■ **Instructions to follow**
List every line of the data below that contains the word "chair". Case counts.

■ **Data provided**
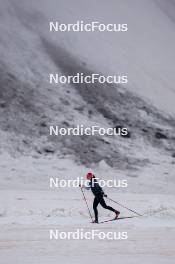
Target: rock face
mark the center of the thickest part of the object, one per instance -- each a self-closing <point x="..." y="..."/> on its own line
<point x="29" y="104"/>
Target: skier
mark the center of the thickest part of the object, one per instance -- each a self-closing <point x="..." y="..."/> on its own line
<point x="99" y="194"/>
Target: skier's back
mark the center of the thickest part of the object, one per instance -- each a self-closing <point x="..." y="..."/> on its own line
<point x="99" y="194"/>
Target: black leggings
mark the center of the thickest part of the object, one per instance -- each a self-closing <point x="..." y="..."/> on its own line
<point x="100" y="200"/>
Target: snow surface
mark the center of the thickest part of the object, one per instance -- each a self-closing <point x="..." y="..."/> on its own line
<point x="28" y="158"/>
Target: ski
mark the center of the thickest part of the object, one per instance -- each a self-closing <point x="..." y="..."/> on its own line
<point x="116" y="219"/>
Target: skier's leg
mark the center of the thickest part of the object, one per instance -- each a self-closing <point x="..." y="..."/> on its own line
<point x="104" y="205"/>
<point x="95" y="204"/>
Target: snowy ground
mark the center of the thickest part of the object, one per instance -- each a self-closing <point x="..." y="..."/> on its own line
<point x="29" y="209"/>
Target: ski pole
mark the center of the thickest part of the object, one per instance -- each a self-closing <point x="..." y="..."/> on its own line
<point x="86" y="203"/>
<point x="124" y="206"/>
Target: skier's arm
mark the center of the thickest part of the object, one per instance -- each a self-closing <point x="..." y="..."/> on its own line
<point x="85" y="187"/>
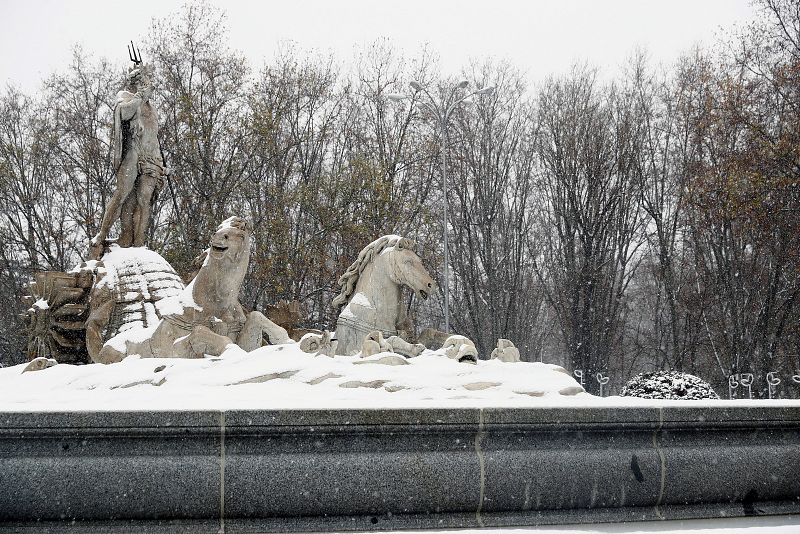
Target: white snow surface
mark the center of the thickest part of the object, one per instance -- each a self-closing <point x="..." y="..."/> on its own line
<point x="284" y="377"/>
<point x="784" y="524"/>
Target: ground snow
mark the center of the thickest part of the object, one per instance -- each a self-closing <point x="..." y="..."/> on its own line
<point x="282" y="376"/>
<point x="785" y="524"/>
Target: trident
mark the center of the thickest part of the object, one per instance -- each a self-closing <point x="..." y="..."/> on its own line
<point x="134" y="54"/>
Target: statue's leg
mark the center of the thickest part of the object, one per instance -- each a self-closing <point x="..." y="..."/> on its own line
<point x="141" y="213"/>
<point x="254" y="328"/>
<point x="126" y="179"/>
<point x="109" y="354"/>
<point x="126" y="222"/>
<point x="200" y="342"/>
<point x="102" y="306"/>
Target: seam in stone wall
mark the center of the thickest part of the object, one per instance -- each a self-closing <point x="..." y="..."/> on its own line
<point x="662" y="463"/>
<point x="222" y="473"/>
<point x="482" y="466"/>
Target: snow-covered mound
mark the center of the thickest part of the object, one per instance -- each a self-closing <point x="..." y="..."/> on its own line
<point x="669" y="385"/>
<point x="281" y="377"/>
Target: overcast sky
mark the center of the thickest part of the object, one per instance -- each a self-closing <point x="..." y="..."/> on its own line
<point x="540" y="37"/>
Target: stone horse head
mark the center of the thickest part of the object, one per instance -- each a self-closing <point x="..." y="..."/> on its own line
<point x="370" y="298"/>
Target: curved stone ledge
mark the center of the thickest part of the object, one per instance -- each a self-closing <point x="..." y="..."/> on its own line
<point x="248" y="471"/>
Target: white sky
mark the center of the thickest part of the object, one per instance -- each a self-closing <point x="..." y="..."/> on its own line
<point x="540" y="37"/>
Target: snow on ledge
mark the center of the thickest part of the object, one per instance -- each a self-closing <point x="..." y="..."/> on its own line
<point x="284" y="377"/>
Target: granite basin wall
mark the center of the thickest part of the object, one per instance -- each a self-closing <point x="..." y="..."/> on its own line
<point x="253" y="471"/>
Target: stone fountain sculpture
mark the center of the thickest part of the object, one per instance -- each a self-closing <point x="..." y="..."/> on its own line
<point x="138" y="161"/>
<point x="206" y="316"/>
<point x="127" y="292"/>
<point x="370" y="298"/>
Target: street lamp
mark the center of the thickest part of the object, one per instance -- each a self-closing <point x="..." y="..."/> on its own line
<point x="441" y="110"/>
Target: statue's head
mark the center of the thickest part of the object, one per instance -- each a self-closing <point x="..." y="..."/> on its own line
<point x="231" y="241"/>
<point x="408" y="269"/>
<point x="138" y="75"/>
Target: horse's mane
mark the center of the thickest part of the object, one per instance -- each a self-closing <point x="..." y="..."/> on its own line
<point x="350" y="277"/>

...

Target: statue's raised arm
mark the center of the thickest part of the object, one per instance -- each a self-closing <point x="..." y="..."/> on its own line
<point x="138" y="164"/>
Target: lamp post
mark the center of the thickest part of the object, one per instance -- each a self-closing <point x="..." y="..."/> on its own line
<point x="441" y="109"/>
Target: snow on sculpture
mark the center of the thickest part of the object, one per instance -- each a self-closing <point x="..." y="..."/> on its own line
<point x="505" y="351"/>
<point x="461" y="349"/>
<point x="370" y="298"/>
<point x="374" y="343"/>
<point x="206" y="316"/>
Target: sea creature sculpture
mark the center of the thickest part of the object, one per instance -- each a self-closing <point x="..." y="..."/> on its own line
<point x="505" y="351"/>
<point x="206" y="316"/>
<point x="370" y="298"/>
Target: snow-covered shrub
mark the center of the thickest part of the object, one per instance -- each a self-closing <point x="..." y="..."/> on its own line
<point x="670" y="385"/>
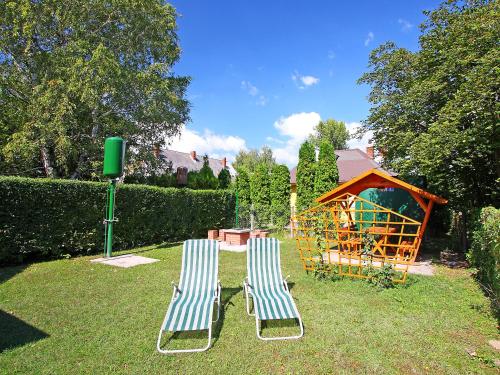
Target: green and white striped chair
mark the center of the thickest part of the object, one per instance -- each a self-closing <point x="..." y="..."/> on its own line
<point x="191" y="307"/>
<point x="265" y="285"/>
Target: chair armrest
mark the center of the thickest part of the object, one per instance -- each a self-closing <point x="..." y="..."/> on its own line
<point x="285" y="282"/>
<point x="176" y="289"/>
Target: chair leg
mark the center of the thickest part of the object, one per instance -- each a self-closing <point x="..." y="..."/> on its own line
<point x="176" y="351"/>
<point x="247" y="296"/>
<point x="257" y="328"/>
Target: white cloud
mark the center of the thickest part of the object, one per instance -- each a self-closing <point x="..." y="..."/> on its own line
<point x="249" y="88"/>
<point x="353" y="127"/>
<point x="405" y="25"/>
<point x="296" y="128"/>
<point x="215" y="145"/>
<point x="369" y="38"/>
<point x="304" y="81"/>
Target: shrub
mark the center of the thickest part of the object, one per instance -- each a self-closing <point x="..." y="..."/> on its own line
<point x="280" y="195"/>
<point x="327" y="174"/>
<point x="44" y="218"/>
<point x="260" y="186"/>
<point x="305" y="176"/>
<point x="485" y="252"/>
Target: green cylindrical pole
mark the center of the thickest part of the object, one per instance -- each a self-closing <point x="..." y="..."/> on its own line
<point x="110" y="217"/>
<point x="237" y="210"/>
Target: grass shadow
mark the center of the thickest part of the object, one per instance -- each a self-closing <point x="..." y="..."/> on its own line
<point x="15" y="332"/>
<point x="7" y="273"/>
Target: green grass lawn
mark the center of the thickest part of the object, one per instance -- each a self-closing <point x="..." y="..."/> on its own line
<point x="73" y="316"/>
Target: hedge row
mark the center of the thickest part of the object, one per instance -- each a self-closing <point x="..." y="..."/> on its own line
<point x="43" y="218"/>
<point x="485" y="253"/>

■ **Task result**
Target: green and white striped chair
Target: chair armrest
Target: chair leg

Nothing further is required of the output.